**What is required**
Below are some records; return each one exactly.

**Record excerpts**
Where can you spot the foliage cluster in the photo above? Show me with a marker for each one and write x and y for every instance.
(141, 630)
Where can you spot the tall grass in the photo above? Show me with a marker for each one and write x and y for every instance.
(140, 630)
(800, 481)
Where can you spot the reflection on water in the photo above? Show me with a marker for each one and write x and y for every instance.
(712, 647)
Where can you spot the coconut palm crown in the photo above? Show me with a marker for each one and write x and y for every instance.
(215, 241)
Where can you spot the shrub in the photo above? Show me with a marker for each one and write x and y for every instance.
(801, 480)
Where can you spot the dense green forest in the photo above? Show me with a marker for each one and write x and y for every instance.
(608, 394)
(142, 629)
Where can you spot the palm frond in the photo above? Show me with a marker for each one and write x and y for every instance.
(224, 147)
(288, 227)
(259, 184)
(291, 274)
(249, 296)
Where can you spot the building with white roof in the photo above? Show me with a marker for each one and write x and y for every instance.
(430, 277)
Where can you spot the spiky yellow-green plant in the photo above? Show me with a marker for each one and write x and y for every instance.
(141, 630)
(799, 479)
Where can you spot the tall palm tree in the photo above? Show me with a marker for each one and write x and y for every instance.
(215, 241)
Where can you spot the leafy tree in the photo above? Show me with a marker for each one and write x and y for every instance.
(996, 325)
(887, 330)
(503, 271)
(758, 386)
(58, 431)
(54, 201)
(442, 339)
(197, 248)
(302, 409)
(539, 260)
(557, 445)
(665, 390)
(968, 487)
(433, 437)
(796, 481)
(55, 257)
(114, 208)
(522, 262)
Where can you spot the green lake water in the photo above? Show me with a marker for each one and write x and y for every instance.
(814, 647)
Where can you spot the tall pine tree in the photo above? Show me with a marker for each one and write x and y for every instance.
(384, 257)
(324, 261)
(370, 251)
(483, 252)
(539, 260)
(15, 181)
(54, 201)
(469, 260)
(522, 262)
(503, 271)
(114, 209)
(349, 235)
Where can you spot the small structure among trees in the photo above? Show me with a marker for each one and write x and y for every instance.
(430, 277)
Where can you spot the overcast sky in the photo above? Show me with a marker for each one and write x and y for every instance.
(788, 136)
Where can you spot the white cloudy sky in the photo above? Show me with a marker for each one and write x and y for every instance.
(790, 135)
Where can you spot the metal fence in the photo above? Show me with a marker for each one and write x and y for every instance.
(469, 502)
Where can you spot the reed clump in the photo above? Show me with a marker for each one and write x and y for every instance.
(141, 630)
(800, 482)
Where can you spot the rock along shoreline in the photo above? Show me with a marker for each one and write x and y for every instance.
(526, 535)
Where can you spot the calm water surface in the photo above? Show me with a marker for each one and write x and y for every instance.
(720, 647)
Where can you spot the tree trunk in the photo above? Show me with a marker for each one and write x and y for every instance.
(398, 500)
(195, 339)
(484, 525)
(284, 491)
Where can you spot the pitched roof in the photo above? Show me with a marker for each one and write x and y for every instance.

**Written solution**
Where can you spot the foliage cluster in the photo above? Show me with a marker for each one and write x and y for every instance.
(141, 630)
Where can you spot the tall grass in the photo above? Show me with a marker for each one and write x and y for every instance.
(140, 630)
(800, 481)
Where can you spot the reflection on water in the photo above? Show me with a marker for each one and write x and y for every instance.
(712, 647)
Where can you spot the coconut palm crown in the photo above? Show me with a marker for each one and write x and y for every instance.
(215, 241)
Where can you spot the shrub in the photo above? Show me with a marker for each one and write x and y for every instance.
(801, 480)
Where can you spot the dense green forest in the photo above? Show me with a marker for each one and write x and y for every instance.
(608, 394)
(142, 629)
Where can you spot the palm frond in the photo above? Show me with a marker for each one and write x and y for every instance.
(224, 147)
(288, 227)
(259, 184)
(291, 274)
(249, 296)
Where can you spot the building with white roof in the photo above? Show me with a marker for each one and write x and y for every instance.
(430, 277)
Where can you spot the spiky yellow-green plant in the photo above? Show me with a marker for each one and write x and y for every instance.
(141, 630)
(799, 479)
Where can you spot the tall palm tree in the photo above? Show me with a marker for each one and write x and y for every instance.
(215, 241)
Where can you spot the leafy tree in the photo above? Show me with a marker for each one and write x and y for every instance.
(996, 325)
(887, 330)
(503, 271)
(758, 386)
(58, 431)
(54, 201)
(442, 339)
(197, 248)
(302, 409)
(539, 260)
(557, 445)
(665, 390)
(968, 487)
(433, 437)
(796, 481)
(55, 257)
(114, 208)
(522, 262)
Where can you spot the green lake water in the photo above? Show me with a marker for each one and write x and y for every instance.
(814, 647)
Where can you spot the tall pine tree in the photo above? Show me with a marker for each one and write x and y for every instance.
(384, 257)
(324, 261)
(370, 251)
(483, 252)
(539, 260)
(15, 181)
(54, 201)
(469, 260)
(522, 262)
(503, 271)
(114, 209)
(349, 235)
Where can you spot the small structure among trees in the photo above? Show me with a marker for each one and write x and y for every instance.
(430, 277)
Where can you spot the overcast sky in the photo above? Show me with a marker for each one and write x and y for every instance.
(788, 136)
Where can you spot the white cloudy sky in the photo above? Show me with a marker for each one and write x and y for every instance.
(790, 135)
Where can you spot the metal fence in the photo above? Show me with a marker for each one and write x and y for every instance.
(469, 502)
Where can you spot the reed clump in the photo above? Show me with a marker for each one and write x and y for every instance.
(141, 630)
(800, 482)
Where can you spot the rock along shoreline in the photo above? Show me with a marker for each one and write x and y for every instance.
(526, 535)
Where can you spot the calm water surface in the photo above? Show me with a marker for each one and write x and y for every instance.
(720, 647)
Where can you spot the tree trunk in the photo above? Show me with a marker for each one and write x and y for every instance.
(398, 500)
(195, 339)
(484, 525)
(284, 491)
Where can you spot the pitched roof in the photo above? Show me with a marker for each one and write x and y for every instance.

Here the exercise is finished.